▶ Directions:
Return each of the rows below that contains the string "carved". Case counts.
--- begin Dataset content ---
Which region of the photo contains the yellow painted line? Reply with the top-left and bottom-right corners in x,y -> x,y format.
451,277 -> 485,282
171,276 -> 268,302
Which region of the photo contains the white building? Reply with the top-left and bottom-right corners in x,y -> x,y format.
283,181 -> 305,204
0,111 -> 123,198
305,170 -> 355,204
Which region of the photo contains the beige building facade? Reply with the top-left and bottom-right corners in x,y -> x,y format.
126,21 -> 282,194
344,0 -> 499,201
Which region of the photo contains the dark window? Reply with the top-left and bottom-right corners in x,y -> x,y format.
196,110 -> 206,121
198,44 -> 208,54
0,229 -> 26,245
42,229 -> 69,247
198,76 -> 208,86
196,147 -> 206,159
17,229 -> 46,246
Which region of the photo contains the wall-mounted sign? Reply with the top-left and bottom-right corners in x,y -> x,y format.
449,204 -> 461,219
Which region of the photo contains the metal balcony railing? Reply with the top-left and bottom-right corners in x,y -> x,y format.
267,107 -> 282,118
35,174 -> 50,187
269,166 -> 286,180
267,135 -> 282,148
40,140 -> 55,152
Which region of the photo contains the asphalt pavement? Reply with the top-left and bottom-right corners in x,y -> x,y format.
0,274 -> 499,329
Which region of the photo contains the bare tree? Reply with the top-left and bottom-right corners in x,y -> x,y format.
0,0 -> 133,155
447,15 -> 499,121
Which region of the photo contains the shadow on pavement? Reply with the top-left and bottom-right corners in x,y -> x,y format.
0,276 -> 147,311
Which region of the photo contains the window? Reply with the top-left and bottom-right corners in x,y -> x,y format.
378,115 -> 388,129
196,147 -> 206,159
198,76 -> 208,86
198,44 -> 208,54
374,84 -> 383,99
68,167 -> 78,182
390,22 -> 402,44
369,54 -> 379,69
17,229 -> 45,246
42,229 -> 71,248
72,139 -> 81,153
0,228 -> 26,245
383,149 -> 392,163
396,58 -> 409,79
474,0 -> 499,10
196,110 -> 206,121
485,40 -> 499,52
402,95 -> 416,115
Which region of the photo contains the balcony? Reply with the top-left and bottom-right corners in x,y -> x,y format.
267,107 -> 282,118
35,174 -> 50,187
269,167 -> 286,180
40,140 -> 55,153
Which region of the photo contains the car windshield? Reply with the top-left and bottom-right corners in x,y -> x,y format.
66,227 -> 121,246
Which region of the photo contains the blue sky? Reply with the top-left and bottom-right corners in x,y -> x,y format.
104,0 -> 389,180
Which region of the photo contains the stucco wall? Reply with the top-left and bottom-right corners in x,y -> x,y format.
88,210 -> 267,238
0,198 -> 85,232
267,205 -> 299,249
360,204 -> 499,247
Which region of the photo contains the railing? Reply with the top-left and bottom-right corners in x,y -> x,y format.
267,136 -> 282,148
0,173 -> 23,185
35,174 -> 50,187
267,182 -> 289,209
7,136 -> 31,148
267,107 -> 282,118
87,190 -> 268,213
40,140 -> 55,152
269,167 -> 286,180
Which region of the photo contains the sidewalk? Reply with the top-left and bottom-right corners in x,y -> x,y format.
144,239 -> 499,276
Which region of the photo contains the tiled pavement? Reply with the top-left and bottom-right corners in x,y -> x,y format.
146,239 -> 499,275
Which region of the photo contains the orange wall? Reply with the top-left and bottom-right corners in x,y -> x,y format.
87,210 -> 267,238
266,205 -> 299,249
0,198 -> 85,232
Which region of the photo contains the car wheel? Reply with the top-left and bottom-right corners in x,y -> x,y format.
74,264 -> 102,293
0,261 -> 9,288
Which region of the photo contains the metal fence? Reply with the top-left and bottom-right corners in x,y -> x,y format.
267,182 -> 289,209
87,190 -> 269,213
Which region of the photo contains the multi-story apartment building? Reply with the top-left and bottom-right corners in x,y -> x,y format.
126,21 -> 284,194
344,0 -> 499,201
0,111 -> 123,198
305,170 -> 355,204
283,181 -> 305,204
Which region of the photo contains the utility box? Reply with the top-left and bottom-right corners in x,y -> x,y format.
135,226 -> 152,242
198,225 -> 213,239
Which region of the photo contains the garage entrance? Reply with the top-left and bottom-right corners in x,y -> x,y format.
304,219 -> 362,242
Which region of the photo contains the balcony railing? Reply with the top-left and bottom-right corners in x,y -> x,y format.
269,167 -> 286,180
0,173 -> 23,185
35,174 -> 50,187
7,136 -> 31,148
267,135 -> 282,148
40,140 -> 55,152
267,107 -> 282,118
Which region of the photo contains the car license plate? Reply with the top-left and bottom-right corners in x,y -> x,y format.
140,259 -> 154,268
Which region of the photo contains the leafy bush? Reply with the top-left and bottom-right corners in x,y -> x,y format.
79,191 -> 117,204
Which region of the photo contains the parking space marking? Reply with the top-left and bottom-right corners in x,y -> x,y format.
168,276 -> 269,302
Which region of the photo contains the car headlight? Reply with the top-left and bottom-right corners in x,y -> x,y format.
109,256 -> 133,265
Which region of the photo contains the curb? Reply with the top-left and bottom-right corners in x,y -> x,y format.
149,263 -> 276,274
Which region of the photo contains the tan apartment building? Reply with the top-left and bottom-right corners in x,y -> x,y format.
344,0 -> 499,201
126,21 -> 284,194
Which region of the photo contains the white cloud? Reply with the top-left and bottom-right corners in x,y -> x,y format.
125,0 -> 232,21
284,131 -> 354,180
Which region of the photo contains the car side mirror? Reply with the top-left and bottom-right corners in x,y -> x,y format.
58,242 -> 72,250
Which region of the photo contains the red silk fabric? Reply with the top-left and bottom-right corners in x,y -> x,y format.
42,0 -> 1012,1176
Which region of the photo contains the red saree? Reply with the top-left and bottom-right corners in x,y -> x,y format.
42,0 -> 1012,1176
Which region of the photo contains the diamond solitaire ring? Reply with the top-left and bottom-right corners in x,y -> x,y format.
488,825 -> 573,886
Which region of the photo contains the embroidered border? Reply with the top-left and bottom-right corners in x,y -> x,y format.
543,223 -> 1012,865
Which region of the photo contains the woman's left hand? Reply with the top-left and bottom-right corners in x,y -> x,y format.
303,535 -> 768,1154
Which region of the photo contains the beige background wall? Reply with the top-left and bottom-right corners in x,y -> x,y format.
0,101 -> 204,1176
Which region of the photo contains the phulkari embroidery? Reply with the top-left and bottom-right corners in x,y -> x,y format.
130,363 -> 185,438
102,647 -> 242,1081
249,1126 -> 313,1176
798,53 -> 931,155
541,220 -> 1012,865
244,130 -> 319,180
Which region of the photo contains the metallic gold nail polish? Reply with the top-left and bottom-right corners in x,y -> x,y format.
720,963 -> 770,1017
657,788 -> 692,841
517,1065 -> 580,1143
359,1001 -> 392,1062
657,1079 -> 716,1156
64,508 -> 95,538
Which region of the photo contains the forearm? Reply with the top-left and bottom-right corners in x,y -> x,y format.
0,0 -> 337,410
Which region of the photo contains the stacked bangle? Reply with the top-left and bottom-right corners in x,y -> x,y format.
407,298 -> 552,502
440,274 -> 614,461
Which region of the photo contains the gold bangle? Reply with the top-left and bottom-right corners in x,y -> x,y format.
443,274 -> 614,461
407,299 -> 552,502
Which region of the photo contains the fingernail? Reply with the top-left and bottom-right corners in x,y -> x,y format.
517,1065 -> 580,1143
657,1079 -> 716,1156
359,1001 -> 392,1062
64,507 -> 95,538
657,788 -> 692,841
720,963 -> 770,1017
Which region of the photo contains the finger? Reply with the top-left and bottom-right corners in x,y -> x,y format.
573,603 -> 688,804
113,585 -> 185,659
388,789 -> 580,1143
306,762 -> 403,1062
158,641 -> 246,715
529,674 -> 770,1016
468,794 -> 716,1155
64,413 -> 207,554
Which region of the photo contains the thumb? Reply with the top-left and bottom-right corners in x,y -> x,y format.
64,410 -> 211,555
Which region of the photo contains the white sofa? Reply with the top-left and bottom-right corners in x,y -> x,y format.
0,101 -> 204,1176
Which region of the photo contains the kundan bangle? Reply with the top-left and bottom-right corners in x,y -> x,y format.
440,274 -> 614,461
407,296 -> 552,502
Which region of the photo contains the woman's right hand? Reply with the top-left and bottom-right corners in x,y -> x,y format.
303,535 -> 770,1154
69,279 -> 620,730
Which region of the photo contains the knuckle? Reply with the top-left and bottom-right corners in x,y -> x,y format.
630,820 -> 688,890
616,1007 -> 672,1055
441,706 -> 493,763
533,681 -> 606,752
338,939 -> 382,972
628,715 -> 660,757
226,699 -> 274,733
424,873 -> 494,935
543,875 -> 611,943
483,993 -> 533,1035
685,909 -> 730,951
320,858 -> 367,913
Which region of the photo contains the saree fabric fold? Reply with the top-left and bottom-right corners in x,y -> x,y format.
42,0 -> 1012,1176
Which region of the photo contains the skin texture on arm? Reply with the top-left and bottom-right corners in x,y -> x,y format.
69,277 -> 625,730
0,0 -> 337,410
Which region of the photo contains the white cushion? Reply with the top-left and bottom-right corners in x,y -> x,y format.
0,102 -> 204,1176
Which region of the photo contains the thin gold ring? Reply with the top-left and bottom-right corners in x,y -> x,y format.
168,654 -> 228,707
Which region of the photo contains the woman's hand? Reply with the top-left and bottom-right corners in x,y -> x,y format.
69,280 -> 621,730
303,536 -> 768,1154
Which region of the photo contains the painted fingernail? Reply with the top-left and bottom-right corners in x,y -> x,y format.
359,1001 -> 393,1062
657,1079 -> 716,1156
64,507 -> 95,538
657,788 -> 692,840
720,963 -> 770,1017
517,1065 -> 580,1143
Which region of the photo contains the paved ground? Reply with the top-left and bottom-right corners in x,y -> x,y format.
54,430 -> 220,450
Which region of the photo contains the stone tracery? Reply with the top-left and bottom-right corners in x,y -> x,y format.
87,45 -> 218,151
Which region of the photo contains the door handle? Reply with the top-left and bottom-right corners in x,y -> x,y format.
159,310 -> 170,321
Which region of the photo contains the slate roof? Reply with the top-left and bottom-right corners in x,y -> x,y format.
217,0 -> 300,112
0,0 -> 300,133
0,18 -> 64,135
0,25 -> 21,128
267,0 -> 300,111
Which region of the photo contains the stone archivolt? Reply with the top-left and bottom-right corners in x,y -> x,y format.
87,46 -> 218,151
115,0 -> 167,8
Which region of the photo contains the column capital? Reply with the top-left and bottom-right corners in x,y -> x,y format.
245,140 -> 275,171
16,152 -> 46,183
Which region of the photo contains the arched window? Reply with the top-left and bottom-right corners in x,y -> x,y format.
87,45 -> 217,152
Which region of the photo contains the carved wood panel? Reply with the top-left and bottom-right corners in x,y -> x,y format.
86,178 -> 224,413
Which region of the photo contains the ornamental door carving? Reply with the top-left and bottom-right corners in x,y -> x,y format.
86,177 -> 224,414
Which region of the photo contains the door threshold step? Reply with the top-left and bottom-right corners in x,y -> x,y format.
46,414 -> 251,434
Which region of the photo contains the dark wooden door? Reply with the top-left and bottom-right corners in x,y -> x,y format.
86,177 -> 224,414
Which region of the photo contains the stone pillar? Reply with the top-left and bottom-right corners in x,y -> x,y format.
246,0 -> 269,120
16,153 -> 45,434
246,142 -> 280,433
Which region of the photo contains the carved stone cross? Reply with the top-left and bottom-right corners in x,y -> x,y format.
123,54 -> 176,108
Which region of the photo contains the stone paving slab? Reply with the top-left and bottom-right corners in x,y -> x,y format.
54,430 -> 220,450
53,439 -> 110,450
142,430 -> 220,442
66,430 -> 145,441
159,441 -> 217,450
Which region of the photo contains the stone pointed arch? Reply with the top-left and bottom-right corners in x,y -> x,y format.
--- end Dataset content ---
▶ Reply:
Which region of the photo contains the carved wood panel? Reply with the top-left and bottom-right corners in x,y -> x,y format.
Which region of the photo contains the carved stone cross? Reply with the top-left and bottom-right corners in x,y -> x,y format.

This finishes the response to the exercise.